━━━━━ SOURCE EXCERPT ━━━━━

16.     “Broadly speaking, the doctrine of unjust enrichment applies when a defendant receives a benefit from a plaintiff in circumstances where it would be “against all conscience” for him or her to retain that benefit. Where this is found to be the case, the defendant will be obliged to restore that benefit to the plaintiff”:  Moore v. Sweet, 2018 SCC 52 at para. 35 (CanLII)

17.     According to the Supreme Court of Canada in Moore, supra, to establish unjust enrichment, the plaintiff must prove three elements: 

(a) that the defendant was enriched;

(b) that the plaintiff suffered a corresponding deprivation; and

(c) that the defendant’s enrichment and the plaintiff’s corresponding deprivation occurred in the absence of a juristic reason.

━━━━━ DATASET ━━━━━

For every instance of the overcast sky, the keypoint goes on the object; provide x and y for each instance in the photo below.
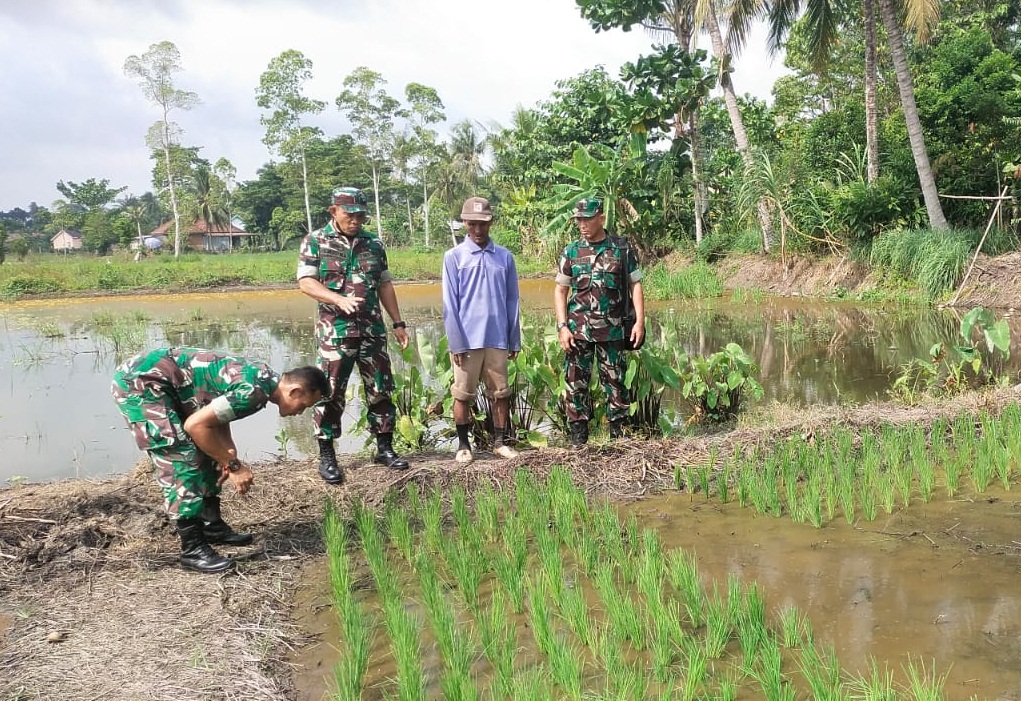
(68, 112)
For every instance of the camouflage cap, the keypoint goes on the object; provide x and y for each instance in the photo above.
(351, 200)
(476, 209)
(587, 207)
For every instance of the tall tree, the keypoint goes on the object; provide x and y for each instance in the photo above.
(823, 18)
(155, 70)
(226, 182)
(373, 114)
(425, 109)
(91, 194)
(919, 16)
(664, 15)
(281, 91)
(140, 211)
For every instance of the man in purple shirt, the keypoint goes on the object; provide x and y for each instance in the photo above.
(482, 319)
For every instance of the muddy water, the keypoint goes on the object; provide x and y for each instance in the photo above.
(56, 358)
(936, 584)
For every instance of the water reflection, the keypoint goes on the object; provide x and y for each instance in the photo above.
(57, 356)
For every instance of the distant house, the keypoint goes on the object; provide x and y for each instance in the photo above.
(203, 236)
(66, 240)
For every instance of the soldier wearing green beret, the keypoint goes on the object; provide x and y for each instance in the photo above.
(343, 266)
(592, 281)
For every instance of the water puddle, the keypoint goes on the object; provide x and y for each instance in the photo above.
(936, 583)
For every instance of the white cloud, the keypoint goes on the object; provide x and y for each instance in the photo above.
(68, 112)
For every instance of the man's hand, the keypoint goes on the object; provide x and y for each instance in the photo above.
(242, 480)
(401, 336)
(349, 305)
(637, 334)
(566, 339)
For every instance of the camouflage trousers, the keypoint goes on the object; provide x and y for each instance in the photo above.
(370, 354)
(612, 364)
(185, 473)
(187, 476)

━━━━━

### STATED GOAL A
According to the unjust enrichment excerpt, how many elements must a plaintiff prove to establish unjust enrichment?
### STATED GOAL B
Copy out everything in the records from the line containing "For every instance of the water puddle, the" down to the end of the records.
The records are unrelated to the text.

### EXERCISE RESPONSE A
Three elements.

### EXERCISE RESPONSE B
For every instance of the water puddle, the keypoint goes on the object; provide x and y for each instance in the photo above.
(936, 583)
For every instance of the white cloud, the keypoint goes on the object; provide x and y for each instance in the photo above.
(68, 112)
For every instance of the man's hand, the keypoint goes on the object; provide x and y for each instance in the photo above.
(242, 480)
(401, 336)
(349, 305)
(637, 334)
(566, 339)
For every instance of the camouflage trousers, the keypoint goes on the object; provide x and y for each instance in the photo above.
(370, 354)
(612, 364)
(185, 473)
(187, 476)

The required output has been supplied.